▶ **SET TASK**: Return every record verbatim.

[Excerpts from point annotation data]
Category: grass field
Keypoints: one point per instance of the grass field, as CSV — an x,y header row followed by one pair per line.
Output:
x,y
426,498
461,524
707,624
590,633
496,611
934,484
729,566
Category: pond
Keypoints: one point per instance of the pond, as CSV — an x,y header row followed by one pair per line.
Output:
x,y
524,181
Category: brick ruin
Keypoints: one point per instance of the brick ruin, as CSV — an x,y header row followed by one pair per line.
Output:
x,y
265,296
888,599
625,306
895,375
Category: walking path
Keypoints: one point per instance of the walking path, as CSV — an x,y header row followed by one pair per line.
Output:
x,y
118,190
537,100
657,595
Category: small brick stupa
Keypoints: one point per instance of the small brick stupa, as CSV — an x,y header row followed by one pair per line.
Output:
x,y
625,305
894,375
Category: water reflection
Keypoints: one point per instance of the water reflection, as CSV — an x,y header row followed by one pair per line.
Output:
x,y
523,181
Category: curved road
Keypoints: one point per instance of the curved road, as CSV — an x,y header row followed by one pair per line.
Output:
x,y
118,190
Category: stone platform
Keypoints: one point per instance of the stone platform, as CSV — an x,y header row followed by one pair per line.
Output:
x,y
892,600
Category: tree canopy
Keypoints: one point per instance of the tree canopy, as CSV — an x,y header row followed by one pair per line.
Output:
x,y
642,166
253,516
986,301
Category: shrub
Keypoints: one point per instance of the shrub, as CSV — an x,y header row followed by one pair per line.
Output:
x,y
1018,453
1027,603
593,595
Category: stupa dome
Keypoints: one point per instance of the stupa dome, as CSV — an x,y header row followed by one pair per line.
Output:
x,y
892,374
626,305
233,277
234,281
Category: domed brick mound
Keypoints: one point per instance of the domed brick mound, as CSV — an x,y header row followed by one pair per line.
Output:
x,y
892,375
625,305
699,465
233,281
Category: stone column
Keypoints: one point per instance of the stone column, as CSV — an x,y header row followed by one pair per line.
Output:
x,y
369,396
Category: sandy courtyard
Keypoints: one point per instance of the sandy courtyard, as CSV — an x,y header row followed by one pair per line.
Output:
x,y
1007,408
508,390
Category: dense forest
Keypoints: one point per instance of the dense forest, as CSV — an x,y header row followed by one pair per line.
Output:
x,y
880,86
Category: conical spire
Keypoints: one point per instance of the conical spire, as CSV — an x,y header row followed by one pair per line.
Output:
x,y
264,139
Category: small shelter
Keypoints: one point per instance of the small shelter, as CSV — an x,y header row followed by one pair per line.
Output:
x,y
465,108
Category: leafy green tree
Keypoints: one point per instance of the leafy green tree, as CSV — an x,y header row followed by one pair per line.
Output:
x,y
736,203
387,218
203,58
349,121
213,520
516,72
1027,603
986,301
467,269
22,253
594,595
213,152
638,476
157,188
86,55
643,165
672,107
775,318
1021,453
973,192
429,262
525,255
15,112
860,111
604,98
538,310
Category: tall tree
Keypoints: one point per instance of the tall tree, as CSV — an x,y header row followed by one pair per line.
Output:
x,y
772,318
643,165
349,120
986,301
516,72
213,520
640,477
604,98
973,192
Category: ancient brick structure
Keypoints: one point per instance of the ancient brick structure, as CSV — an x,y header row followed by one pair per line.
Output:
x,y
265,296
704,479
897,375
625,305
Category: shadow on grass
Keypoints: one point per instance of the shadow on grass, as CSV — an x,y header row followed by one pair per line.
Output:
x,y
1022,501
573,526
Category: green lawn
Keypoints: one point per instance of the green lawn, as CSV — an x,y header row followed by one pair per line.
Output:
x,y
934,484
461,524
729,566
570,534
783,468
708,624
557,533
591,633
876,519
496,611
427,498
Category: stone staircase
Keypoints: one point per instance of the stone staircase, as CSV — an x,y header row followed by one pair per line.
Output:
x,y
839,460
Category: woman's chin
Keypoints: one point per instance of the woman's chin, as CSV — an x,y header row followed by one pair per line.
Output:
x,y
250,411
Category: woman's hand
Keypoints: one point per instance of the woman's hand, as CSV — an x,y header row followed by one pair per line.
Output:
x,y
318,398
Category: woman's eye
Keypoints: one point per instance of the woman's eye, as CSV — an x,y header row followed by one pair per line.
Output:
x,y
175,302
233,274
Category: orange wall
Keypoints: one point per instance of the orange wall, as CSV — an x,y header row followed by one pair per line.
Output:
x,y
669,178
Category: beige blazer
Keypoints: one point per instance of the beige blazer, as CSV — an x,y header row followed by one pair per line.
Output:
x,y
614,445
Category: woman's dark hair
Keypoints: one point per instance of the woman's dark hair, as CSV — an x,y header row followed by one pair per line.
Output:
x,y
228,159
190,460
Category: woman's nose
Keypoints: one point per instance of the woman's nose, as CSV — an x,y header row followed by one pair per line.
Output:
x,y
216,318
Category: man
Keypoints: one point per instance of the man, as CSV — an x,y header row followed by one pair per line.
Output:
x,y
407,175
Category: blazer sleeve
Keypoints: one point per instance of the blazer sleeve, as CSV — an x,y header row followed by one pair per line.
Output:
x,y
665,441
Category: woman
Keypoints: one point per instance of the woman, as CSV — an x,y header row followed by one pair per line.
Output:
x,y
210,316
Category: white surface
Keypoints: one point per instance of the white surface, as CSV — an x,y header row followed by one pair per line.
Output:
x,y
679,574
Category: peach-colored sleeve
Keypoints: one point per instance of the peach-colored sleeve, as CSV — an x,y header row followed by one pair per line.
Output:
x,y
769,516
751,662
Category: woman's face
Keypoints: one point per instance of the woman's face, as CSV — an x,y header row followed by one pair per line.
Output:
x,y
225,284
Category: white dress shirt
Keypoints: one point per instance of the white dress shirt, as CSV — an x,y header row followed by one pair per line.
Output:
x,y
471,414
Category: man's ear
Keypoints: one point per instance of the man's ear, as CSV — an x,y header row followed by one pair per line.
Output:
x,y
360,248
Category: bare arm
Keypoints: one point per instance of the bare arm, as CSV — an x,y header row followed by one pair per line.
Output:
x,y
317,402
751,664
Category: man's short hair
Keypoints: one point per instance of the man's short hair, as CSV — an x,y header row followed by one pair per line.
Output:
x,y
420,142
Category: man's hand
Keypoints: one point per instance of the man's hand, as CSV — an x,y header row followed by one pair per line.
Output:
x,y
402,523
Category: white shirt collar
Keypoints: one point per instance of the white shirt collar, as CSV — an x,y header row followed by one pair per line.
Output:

▶ **FULL ANSWER**:
Category: grass field
Keypoints: one point per instance of the grass field, as CSV — an x,y header row followed by one pair per line.
Output:
x,y
426,498
461,524
707,624
590,633
496,611
934,484
729,566
Category: pond
Keypoints: one point per instance of the pond, as CSV — an x,y header row followed by one pair per line.
Output:
x,y
524,181
Category: brick ruin
Keypoints: one point per instance of the brick ruin, as CSV — an x,y header row followed by one pair per line.
Output:
x,y
265,296
888,599
625,306
895,375
Category: walking path
Keypoints: one point per instance of the walking path, as CSV — an x,y header row followed by one pair per line.
Output:
x,y
118,190
537,100
657,595
Category: small brick stupa
Keypoints: one point per instance of the small brick stupa, as CSV — an x,y header row followed by one pair per line.
Output:
x,y
625,305
894,375
Category: water reflection
Keypoints: one point per instance of the water reflection, as CSV — an x,y header row followed by one pair per line.
Output:
x,y
523,181
Category: curved road
Keypoints: one point per instance of the curved road, as CSV — an x,y header row followed by one pair per line.
Output:
x,y
118,190
Category: stone platform
Keypoints: one point per instance of the stone platform, as CSV — an x,y header row followed by one pair per line.
Output:
x,y
892,600
Category: tree canopy
Keypoints: one point per instance of the tree canopy, as CSV — an x,y header row followed by one pair per line.
Output:
x,y
642,166
253,516
986,301
Category: shrub
Keypoints: one point per instance of the shrub, as CSV — an x,y header row followed by one pair per line.
Output:
x,y
1018,453
1027,603
593,595
Category: stupa dome
Keypoints: one point per instance of the stupa dome, as CSV — an x,y header row followed by one pair per line.
Output:
x,y
892,374
626,305
233,277
234,281
Category: domed brick mound
Keypoints: one point per instance of the domed brick mound, as CSV — an x,y header row followed by one pair per line.
Output:
x,y
892,375
625,305
699,465
233,281
Category: stone column
Keypoints: one point per instance of the stone column, as CSV — an x,y header row followed by one pair per line.
Output:
x,y
369,396
Category: sandy courtyard
Keypoints: one point per instance of the sandy courtyard, as CSV — an x,y header row followed by one pair per line.
Output:
x,y
1007,408
508,390
Category: dense forest
Keypoints: one point per instance of the dense forest, as CSV — an x,y header row followed by one pair per line.
Output:
x,y
880,86
Category: conical spire
Keypoints: one point per instance of the conical spire, as CSV — an x,y header row followed by one pair per line.
Output:
x,y
264,139
Category: small shelter
Keypoints: one point per instance of the small shelter, as CSV — an x,y header row followed by one pair per line.
Output:
x,y
465,108
Category: leafy green tree
Keypoints: one point per instance of the leafy green tree, as CSV — an x,y header row followed by one pair per line.
Output:
x,y
736,203
387,218
203,58
349,121
213,520
516,72
1027,603
986,301
467,269
22,253
594,595
213,152
638,476
157,188
86,55
643,165
672,107
775,318
1021,453
973,192
429,262
525,255
15,112
860,111
604,98
538,310
Category: tall tree
Keypoints: one point per instance of the tall tree, as CSV — an x,y header row followed by one pair per line.
Output:
x,y
772,318
643,165
349,120
986,301
516,72
213,520
640,477
604,98
973,192
Category: ancient brick structure
Keypoints: one point per instance of the ancient brick structure, as CSV — an x,y header row followed by one pair per line.
Output:
x,y
265,296
704,479
897,375
625,305
Category: shadow on grass
Keypoints: one point per instance of the shadow on grass, as CSV — an x,y header row followed by one pair per line.
Output:
x,y
1022,501
573,526
Category: green lawn
Keypoints: one point per instance of the green lawn, as CSV — an x,y header row followed by one pair per line.
Output:
x,y
934,484
461,524
729,566
570,534
783,468
708,624
557,533
591,633
876,519
496,611
427,498
Category: stone staircase
Keypoints: one point per instance of the stone staircase, as CSV — an x,y header row followed by one pair per line.
Output:
x,y
839,460
Category: woman's chin
Keypoints: one point per instance of the woman's chin, as CSV — an x,y header row followed by one pair per line.
Output:
x,y
250,411
Category: woman's hand
Keypoints: one point per instance of the woman's hand, as CSV — an x,y header row followed by one pair per line.
Output:
x,y
318,398
Category: woman's eye
Keypoints: one point per instance of the woman's eye, as CSV — an x,y header row followed by one pair per line.
Output:
x,y
175,302
233,274
Category: orange wall
Keypoints: one point per instance of the orange wall, as CSV — an x,y header row followed by one pair per line.
Output:
x,y
669,178
Category: beige blazer
Keypoints: one point per instance of the beige blazer, as CSV — an x,y header row followed by one pair per line.
Output:
x,y
614,445
Category: woman's dark hair
Keypoints: one point per instance of the woman's dark hair, as CSV — an x,y header row followed by one pair per line.
Output:
x,y
228,159
190,460
Category: woman's nose
Keypoints: one point per instance of the woman's nose, as CSV — an x,y header row followed by one pair per line.
Output:
x,y
216,318
Category: man
Keypoints: one point per instance of the man, as CSV — an x,y header row followed by one pair per line.
Output:
x,y
407,175
Category: blazer sleeve
Keypoints: one point per instance of the blazer sleeve, as CSV — an x,y header row followed by one pair per line.
Output:
x,y
665,441
Category: woman
Keypoints: one point per instance of the woman, as CSV — an x,y header row followed by one pair per line.
Output:
x,y
210,316
Category: white surface
Keypoints: one point per instance of the white surface, as CSV — an x,y header row followed by one pair per line.
Output:
x,y
679,574
Category: peach-colored sleeve
Keypoints: one point per instance of the peach-colored sleeve, as CSV — an x,y header row followed by one pair per line.
Output:
x,y
769,516
751,662
Category: woman's face
Keypoints: one point per instance of the woman's face, as CSV — an x,y header row followed by one pair per line.
Output:
x,y
225,284
Category: white dress shirt
Keypoints: one point per instance of the white dress shirt, as CSV — an x,y header row followed by one pair per line.
Output:
x,y
471,414
Category: man's ear
Keypoints: one point per instance of the man's ear, as CSV — an x,y header row followed by one pair per line.
Output:
x,y
360,248
Category: bare arm
Keypoints: one point per instance of the bare arm, as CSV — an x,y header row followed by one pair per line.
Output:
x,y
317,402
751,664
Category: man's short hair
Keypoints: one point per instance of the man's short hair, as CSV — an x,y header row followed by one pair per line.
Output:
x,y
420,142
Category: man's hand
Keypoints: one point per instance of the man's hand, as CSV — an x,y header row followed by one pair per line.
Output:
x,y
402,523
Category: white shirt collar
Keypoints: one point per instance of the white shirt collar, as CSV — an x,y header row followed by one pair per line.
Output:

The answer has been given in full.